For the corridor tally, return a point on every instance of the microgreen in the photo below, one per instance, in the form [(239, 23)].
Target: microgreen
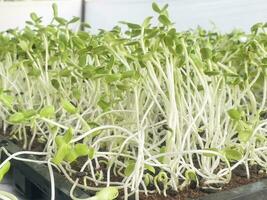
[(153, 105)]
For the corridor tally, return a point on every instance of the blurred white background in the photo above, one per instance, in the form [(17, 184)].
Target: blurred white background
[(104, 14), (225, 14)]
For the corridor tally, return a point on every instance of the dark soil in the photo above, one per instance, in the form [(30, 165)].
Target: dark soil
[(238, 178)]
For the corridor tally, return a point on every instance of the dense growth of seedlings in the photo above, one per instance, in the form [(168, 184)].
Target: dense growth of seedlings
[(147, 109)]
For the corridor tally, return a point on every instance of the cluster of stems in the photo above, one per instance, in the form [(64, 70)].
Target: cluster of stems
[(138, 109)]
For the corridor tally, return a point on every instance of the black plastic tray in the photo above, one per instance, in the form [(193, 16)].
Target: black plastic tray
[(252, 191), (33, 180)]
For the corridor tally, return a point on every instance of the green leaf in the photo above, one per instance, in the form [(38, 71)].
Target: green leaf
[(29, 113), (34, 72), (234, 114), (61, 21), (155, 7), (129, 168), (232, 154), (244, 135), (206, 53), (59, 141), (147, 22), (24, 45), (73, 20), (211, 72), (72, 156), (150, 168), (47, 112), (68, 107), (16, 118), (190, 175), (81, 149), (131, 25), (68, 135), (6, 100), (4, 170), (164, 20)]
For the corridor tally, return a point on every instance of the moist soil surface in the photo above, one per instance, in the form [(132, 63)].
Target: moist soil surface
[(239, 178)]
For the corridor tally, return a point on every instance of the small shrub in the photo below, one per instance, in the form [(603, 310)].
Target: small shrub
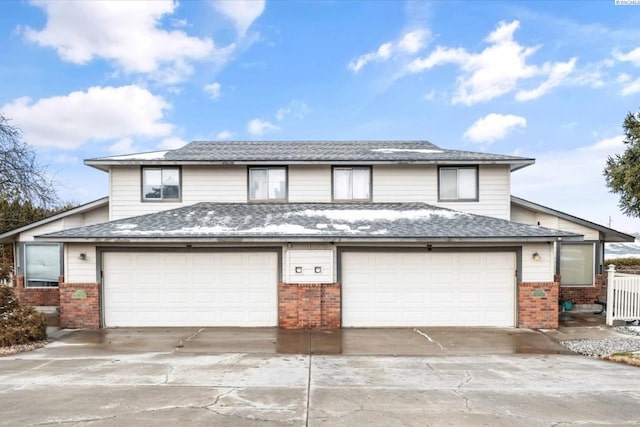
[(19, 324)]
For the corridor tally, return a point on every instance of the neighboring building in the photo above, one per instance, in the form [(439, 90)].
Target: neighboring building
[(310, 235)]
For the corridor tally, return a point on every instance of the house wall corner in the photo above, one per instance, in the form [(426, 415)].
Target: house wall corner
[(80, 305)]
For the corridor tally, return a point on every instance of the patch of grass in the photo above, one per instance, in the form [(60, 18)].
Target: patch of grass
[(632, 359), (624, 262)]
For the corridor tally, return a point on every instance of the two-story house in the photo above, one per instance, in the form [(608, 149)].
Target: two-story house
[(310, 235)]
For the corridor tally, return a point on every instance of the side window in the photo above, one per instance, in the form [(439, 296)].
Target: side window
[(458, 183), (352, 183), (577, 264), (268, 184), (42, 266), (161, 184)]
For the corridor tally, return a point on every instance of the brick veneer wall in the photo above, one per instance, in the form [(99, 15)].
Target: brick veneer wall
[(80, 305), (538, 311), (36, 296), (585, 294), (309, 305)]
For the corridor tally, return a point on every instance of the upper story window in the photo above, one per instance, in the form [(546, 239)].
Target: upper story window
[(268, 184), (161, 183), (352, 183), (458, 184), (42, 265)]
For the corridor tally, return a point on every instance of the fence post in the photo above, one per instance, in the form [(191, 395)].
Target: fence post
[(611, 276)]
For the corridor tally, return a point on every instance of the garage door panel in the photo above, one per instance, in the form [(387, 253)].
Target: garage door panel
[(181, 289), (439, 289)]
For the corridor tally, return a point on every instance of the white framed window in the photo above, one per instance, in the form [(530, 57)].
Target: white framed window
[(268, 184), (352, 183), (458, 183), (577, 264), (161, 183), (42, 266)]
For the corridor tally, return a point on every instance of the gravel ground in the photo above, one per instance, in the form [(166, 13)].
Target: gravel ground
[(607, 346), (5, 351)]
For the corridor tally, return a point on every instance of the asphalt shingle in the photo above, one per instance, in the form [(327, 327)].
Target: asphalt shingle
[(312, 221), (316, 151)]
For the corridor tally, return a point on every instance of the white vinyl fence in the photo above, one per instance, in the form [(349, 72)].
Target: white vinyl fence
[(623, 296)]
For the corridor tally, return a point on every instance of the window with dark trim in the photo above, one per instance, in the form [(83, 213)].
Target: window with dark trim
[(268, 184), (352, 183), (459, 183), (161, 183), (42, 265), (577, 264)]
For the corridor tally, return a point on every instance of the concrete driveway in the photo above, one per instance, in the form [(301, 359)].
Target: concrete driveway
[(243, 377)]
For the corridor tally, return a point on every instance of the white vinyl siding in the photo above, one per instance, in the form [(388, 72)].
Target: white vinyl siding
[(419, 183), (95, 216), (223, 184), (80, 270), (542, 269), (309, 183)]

...

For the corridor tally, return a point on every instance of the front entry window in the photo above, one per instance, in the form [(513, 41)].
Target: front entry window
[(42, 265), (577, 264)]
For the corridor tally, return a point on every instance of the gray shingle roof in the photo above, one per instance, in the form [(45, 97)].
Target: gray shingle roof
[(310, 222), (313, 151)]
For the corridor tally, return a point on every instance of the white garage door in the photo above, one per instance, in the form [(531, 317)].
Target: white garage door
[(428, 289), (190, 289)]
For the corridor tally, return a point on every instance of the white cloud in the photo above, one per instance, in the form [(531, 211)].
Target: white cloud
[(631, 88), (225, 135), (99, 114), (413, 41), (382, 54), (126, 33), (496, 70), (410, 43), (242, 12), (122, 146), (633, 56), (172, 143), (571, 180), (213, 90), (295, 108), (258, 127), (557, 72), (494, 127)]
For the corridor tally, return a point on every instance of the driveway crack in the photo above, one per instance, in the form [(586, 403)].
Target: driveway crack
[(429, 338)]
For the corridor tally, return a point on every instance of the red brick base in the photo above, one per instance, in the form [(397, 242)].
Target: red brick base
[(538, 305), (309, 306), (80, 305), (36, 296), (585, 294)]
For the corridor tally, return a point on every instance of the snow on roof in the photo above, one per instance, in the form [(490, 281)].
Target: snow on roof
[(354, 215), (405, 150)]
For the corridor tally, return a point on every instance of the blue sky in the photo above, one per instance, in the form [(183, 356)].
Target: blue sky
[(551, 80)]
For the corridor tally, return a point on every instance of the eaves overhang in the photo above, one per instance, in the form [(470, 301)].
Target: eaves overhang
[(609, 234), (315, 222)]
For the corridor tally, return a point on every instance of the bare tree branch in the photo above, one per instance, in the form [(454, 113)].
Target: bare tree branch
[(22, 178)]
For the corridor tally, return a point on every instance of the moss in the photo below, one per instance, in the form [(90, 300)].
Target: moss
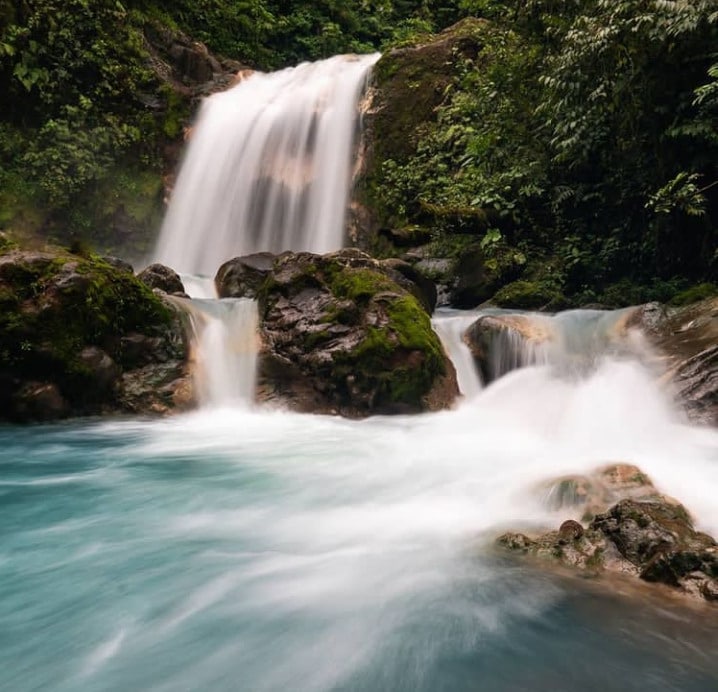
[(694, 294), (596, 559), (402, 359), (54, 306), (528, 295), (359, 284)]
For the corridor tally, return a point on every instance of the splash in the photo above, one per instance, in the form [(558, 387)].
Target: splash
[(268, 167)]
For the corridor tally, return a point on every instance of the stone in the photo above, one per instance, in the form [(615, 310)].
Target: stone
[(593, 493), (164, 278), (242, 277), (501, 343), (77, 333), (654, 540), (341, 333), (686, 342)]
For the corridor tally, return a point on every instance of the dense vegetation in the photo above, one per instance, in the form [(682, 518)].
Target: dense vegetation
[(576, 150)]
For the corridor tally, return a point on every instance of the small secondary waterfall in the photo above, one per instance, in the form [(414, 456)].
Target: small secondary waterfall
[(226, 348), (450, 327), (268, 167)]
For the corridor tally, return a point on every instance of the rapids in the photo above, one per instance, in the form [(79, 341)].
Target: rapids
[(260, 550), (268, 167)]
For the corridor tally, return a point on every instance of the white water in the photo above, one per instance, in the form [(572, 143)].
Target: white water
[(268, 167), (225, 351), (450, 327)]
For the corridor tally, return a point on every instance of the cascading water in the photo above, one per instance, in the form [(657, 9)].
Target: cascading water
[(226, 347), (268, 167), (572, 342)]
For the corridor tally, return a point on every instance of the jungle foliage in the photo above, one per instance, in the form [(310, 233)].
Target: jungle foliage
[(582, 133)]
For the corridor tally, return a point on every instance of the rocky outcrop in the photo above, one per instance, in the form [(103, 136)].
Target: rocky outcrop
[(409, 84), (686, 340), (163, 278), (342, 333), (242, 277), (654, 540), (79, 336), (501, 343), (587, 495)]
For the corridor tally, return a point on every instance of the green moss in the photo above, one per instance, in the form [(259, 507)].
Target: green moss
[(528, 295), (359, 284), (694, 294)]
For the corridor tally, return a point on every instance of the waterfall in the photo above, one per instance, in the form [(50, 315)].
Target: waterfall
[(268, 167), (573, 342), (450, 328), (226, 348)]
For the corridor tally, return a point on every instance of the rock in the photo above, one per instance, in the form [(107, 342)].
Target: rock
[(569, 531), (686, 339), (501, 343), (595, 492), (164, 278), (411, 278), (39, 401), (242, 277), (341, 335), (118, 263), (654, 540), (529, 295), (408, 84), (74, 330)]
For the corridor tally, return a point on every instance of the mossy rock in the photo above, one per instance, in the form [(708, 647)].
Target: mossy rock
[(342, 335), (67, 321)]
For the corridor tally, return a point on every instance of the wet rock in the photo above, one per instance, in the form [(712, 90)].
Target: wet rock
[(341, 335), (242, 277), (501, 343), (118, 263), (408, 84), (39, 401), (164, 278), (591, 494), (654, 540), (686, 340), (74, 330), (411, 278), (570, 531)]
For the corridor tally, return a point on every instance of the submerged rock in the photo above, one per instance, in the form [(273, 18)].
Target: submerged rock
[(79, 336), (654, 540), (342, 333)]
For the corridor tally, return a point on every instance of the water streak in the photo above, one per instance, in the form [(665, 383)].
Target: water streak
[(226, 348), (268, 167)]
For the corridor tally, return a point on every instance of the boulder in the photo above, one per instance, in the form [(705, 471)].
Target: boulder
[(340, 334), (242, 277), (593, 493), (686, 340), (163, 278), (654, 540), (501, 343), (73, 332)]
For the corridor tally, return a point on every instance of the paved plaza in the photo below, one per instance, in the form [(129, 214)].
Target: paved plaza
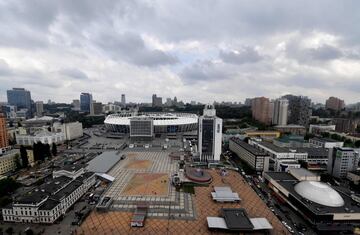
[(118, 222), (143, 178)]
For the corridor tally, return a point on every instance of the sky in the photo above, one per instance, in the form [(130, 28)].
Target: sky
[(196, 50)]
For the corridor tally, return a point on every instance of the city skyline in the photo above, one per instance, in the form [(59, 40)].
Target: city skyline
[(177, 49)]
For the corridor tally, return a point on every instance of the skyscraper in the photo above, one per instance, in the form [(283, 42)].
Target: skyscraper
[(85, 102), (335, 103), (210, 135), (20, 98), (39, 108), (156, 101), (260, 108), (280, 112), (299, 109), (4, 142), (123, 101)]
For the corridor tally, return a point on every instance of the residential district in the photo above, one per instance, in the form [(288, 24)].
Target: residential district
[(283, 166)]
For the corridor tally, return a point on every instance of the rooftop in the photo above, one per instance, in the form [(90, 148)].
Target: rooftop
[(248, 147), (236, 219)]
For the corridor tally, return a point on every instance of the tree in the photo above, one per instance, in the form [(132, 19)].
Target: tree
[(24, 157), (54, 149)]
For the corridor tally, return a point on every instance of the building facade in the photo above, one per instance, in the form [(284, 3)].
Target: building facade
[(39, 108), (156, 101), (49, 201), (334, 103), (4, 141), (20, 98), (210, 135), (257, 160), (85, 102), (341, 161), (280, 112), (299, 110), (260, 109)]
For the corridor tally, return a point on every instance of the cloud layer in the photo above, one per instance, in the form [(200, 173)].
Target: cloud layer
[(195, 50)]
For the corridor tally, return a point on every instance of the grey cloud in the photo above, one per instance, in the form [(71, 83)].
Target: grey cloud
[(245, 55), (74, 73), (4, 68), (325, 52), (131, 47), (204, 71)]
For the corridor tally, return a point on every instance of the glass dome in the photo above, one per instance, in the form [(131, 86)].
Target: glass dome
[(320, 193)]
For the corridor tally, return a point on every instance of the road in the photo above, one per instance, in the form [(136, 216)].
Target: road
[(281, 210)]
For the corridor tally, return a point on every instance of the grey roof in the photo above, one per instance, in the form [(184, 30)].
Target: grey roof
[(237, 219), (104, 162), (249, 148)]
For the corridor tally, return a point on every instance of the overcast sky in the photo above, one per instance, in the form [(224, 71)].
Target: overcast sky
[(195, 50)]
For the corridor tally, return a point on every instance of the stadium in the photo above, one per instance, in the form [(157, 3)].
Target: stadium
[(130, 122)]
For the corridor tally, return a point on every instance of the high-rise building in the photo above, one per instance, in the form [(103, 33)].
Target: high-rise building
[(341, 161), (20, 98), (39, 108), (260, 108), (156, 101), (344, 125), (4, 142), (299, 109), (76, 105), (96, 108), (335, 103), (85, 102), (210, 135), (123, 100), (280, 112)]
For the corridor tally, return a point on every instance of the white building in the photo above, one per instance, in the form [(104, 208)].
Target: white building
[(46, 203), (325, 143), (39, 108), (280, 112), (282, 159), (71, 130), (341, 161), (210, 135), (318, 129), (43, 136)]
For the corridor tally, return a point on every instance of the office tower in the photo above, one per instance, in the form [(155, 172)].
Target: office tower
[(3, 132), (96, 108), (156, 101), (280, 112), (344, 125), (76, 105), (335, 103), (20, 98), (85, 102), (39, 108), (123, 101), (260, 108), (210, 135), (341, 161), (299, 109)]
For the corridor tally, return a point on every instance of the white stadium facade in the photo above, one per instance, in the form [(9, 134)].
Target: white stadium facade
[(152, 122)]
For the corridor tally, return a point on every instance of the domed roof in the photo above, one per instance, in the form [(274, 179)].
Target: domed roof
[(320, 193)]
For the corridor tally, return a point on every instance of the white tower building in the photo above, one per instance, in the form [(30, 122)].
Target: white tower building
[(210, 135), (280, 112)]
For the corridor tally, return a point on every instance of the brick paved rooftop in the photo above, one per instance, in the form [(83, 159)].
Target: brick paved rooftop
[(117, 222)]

> THE REQUEST
Pick out every line in the records above that contains the word "snow", and copy each of those lines in full.

> COMPLETED TASK
For the corridor tally, return a point on every instance of the snow on roof in the photo above, one per instance, in the form [(490, 281)].
Target: snow on roof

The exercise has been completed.